Task A
In the text on opioid legislation, translate this sentence into Spanish: "Many pharmacies already have such practices in place but this bill's effort would apply uniformly across the board."
Task B
Reproduce the text on opioid legislation between "1. Improve Training" and "health care setting.", inclusive, and swap "prescribers" for "physicians".
Task C
Carry on the text on opioid legislation from its last sentence.

Text excerpt
☆ ☆ ☆ ☆ ☆
  1. Increase and Improve Monitoring: The Creating Opportunities that Necessitate New and Enhanced Connections That Improve Opioid Navigation Strategies (CONNECTIONS) Act gives the Centers for Disease Control (CDC) legal authority and funding to provide technical training and support to state PDMPs to improve their existing systems, increase data sharing, and facilitate the transmittal of PDMP information across state lines. As a condition of receiving this funding, states must demonstrate they have enacted laws or regulations related to the implementation of PDMP and implemented penalties for misuse of PDMP information. Providers should monitor state PDMP changes that may follow the implementation of a more robust interstate PDMP program.
  1. Improve Training and Awareness: The Empowering Pharmacists in the Fight Against Opioid Abuse Act provides pharmacists with more resources to understand common fraudulent prescription practices. The bill requires agencies to develop reference materials for pharmacists to educate them regarding their authority to decline to dispense controlled substances, and resources for prescribers and the general public to raise awareness on fraudulent prescriptions. Many pharmacies already have such practices in place but this bill's effort would apply uniformly across the board. The bill also promotes continuing education on evidence-based prescribing guidelines across health care setting.
  1. Expand Treatment Options:
    1. The bill expands the treatment options for opioid use disorder among Medicaid recipients. This provision would change the decades-old rule that prohibited Medicaid from covering Medicaid patients between the ages of 21 and 64 who were receiving treatment for substance abuse disorders in a mental health facility with more than 16 beds. Ultimately, the provision would lift the restriction and authorize matching federal funds for these facilities to provide for 30 days of residential treatment coverage.
☆ ☆ ☆ ☆ ☆
Information supplied

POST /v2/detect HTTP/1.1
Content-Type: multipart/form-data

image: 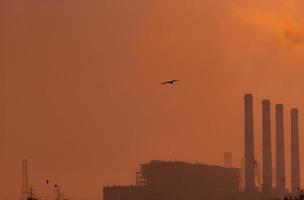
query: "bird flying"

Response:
[162,80,179,85]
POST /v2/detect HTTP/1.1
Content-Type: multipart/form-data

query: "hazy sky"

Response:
[0,0,304,200]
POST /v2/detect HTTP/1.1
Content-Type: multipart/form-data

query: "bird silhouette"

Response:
[162,80,179,85]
☆ ☆ ☆ ☆ ☆
Output A
Muchas farmacias ya cuentan con este tipo de prácticas, pero el esfuerzo de este proyecto de ley se aplicaría de manera uniforme en todos los ámbitos.

Output B
1. Improve Training and Awareness: The Empowering Pharmacists in the Fight Against Opioid Abuse Act provides pharmacists with more resources to understand common fraudulent prescription practices. The bill requires agencies to develop reference materials for pharmacists to educate them regarding their authority to decline to dispense controlled substances, and resources for physicians and the general public to raise awareness on fraudulent prescriptions. Many pharmacies already have such practices in place but this bill's effort would apply uniformly across the board. The bill also promotes continuing education on evidence-based prescribing guidelines across health care setting.

Output C
    2. The bill also authorizes a grant program through the Substance Abuse and Mental Health Services Administration (SAMHSA) for entities to establish or operate comprehensive opioid recovery centers that serve as a resource for the community. These entities can utilize the ECHO model, which supports providers involved in addiction treatment through the coordination and services delivery via technology.
    3. Updates will be made to pain care programs to include alternatives to opioid pain treatment by promoting non-addictive and non-opioid pain treatments, and non-pharmacologic treatments.
  1. Disposal of Controlled Substances by Hospice Programs: To help reduce the risk of diversion or misuse, the bill provides certain health professionals in qualified hospice programs the legal authority to dispose of controlled substances in the hospice setting. This provision addresses concerns related to unused controlled substances, which tend to have a high risk of diversion. The Attorney General must promulgate regulations authorizing hospice programs to dispose controlled substances on behalf of deceased patients.
  1. Prevention:
    1. The bill requires Health and Human Services to submit to Congress a report on the impact of federal and state laws and regulations that limit the length, quantity, or dosage of opioid prescriptions.
    2. DEA registrants will be required to design systems to identify and report suspicious orders. (This is new to the extent that the current requirement was never based on the statute, and instead was created via DEA regulations.) The new system designs will give manufacturers and distributors information on pharmacies' ordering behavior with the intention of holding manufacturers and distributors accountable when they fail to identify, stop, and report suspicious orders of opioids. Additionally, the DEA is required to establish a database for the collection of all suspicious orders reported by all registrants, and to share suspicious order information with states.
    3. Mandatory factors for the DEA to consider when setting annual opioid quotas will also be put into place under the Quota Reform Act. Such factors include diversion, abuse, overdose deaths, and public health impacts. It will also require the DEA to adequately explain health benefits if the DEA approves any increase in annual opioid quotas.

[1] This is in addition to the $8.5 billion Congress has already appropriated this year towards fighting the opioid crisis.